# [What is asked]
Tally the lines in the data below that contain the string "woman", and reply with that number alone.

# [Raw records]
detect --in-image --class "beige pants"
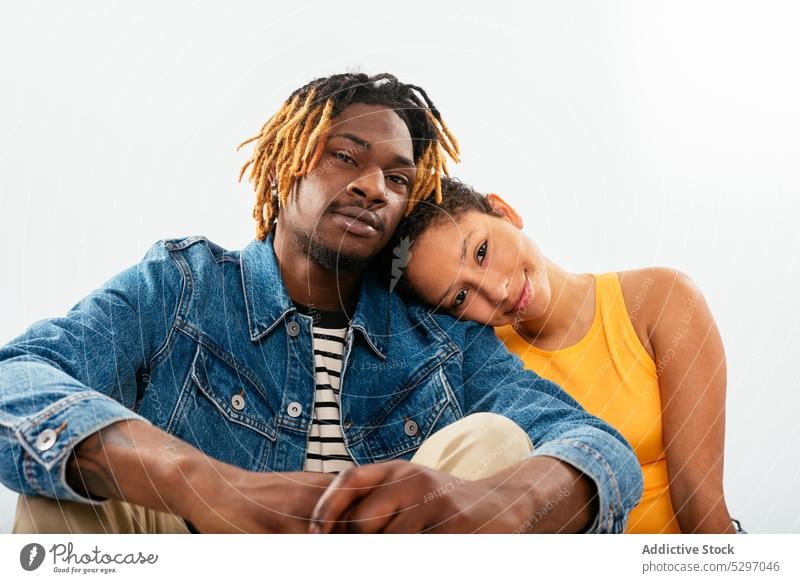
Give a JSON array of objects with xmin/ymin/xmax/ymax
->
[{"xmin": 11, "ymin": 413, "xmax": 533, "ymax": 534}]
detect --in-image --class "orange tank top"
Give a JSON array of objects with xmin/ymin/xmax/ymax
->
[{"xmin": 495, "ymin": 273, "xmax": 680, "ymax": 534}]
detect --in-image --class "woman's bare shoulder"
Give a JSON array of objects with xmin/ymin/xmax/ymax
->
[{"xmin": 617, "ymin": 267, "xmax": 700, "ymax": 357}]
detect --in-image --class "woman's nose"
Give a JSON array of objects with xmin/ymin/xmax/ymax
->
[{"xmin": 482, "ymin": 274, "xmax": 508, "ymax": 307}]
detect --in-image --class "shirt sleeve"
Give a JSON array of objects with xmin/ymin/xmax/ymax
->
[
  {"xmin": 0, "ymin": 241, "xmax": 183, "ymax": 504},
  {"xmin": 463, "ymin": 324, "xmax": 643, "ymax": 533}
]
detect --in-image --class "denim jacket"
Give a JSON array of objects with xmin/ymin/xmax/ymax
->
[{"xmin": 0, "ymin": 236, "xmax": 642, "ymax": 532}]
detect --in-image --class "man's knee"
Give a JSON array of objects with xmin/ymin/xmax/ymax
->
[
  {"xmin": 11, "ymin": 495, "xmax": 189, "ymax": 534},
  {"xmin": 411, "ymin": 412, "xmax": 533, "ymax": 480}
]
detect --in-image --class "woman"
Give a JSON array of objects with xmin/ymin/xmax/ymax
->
[{"xmin": 396, "ymin": 179, "xmax": 738, "ymax": 533}]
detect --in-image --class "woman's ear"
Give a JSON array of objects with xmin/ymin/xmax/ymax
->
[{"xmin": 486, "ymin": 193, "xmax": 522, "ymax": 229}]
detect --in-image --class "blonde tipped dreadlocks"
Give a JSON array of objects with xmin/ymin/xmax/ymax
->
[{"xmin": 237, "ymin": 73, "xmax": 459, "ymax": 241}]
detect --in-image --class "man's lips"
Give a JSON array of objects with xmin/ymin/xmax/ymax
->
[{"xmin": 331, "ymin": 206, "xmax": 383, "ymax": 237}]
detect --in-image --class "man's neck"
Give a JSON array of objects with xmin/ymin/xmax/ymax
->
[{"xmin": 273, "ymin": 226, "xmax": 363, "ymax": 317}]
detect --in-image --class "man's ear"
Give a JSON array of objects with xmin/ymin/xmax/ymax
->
[{"xmin": 486, "ymin": 193, "xmax": 522, "ymax": 229}]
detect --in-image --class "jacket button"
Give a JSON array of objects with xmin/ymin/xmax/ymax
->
[
  {"xmin": 36, "ymin": 429, "xmax": 58, "ymax": 451},
  {"xmin": 231, "ymin": 395, "xmax": 244, "ymax": 411}
]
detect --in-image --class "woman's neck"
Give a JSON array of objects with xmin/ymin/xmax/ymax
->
[{"xmin": 515, "ymin": 259, "xmax": 595, "ymax": 350}]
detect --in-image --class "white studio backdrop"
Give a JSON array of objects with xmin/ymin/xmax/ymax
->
[{"xmin": 0, "ymin": 1, "xmax": 800, "ymax": 533}]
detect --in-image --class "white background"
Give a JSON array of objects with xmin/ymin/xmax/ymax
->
[{"xmin": 0, "ymin": 0, "xmax": 800, "ymax": 533}]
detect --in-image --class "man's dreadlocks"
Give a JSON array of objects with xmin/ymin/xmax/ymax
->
[{"xmin": 237, "ymin": 73, "xmax": 459, "ymax": 241}]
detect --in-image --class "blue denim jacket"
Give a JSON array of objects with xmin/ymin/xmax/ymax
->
[{"xmin": 0, "ymin": 236, "xmax": 642, "ymax": 532}]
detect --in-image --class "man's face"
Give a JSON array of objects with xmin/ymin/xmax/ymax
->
[{"xmin": 278, "ymin": 103, "xmax": 416, "ymax": 271}]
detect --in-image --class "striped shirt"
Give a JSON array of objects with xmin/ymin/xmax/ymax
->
[{"xmin": 296, "ymin": 304, "xmax": 355, "ymax": 473}]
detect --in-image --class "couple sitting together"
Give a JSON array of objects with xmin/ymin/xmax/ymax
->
[{"xmin": 0, "ymin": 74, "xmax": 735, "ymax": 533}]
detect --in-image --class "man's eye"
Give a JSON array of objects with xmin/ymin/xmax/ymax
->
[
  {"xmin": 478, "ymin": 241, "xmax": 489, "ymax": 265},
  {"xmin": 335, "ymin": 152, "xmax": 356, "ymax": 165},
  {"xmin": 386, "ymin": 174, "xmax": 408, "ymax": 186}
]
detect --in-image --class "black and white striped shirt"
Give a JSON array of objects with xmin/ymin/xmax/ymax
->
[{"xmin": 298, "ymin": 305, "xmax": 355, "ymax": 473}]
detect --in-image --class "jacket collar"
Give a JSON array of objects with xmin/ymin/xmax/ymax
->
[{"xmin": 239, "ymin": 233, "xmax": 391, "ymax": 359}]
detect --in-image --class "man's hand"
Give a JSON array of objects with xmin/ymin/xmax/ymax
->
[
  {"xmin": 309, "ymin": 461, "xmax": 531, "ymax": 533},
  {"xmin": 185, "ymin": 466, "xmax": 335, "ymax": 534}
]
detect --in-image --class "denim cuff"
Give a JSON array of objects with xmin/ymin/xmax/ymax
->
[
  {"xmin": 531, "ymin": 430, "xmax": 642, "ymax": 534},
  {"xmin": 14, "ymin": 390, "xmax": 150, "ymax": 506}
]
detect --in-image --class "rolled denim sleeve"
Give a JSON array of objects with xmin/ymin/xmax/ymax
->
[
  {"xmin": 463, "ymin": 324, "xmax": 643, "ymax": 533},
  {"xmin": 0, "ymin": 241, "xmax": 182, "ymax": 504}
]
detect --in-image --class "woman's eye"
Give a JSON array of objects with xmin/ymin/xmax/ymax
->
[
  {"xmin": 478, "ymin": 241, "xmax": 489, "ymax": 265},
  {"xmin": 336, "ymin": 152, "xmax": 356, "ymax": 165}
]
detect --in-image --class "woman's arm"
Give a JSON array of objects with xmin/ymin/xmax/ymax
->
[{"xmin": 638, "ymin": 268, "xmax": 734, "ymax": 533}]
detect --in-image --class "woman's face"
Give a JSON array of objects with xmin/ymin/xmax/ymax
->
[{"xmin": 406, "ymin": 206, "xmax": 550, "ymax": 326}]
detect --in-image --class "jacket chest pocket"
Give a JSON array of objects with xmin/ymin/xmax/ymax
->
[
  {"xmin": 352, "ymin": 367, "xmax": 461, "ymax": 463},
  {"xmin": 168, "ymin": 344, "xmax": 277, "ymax": 470}
]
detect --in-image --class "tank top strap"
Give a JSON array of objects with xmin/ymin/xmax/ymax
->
[{"xmin": 595, "ymin": 271, "xmax": 655, "ymax": 370}]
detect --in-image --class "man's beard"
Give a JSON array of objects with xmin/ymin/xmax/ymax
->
[{"xmin": 294, "ymin": 232, "xmax": 372, "ymax": 273}]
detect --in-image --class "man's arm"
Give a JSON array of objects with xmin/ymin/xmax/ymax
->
[
  {"xmin": 311, "ymin": 324, "xmax": 642, "ymax": 532},
  {"xmin": 0, "ymin": 242, "xmax": 183, "ymax": 504},
  {"xmin": 67, "ymin": 420, "xmax": 334, "ymax": 533}
]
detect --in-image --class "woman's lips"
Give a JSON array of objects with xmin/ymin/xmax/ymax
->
[{"xmin": 506, "ymin": 271, "xmax": 533, "ymax": 314}]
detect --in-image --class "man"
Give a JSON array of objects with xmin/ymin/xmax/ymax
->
[{"xmin": 0, "ymin": 74, "xmax": 642, "ymax": 532}]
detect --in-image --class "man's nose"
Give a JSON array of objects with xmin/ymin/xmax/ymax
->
[{"xmin": 347, "ymin": 168, "xmax": 387, "ymax": 206}]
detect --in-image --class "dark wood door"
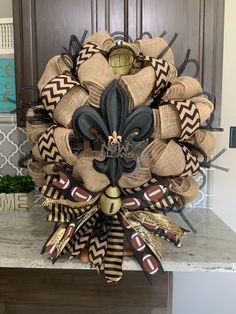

# [Task solution]
9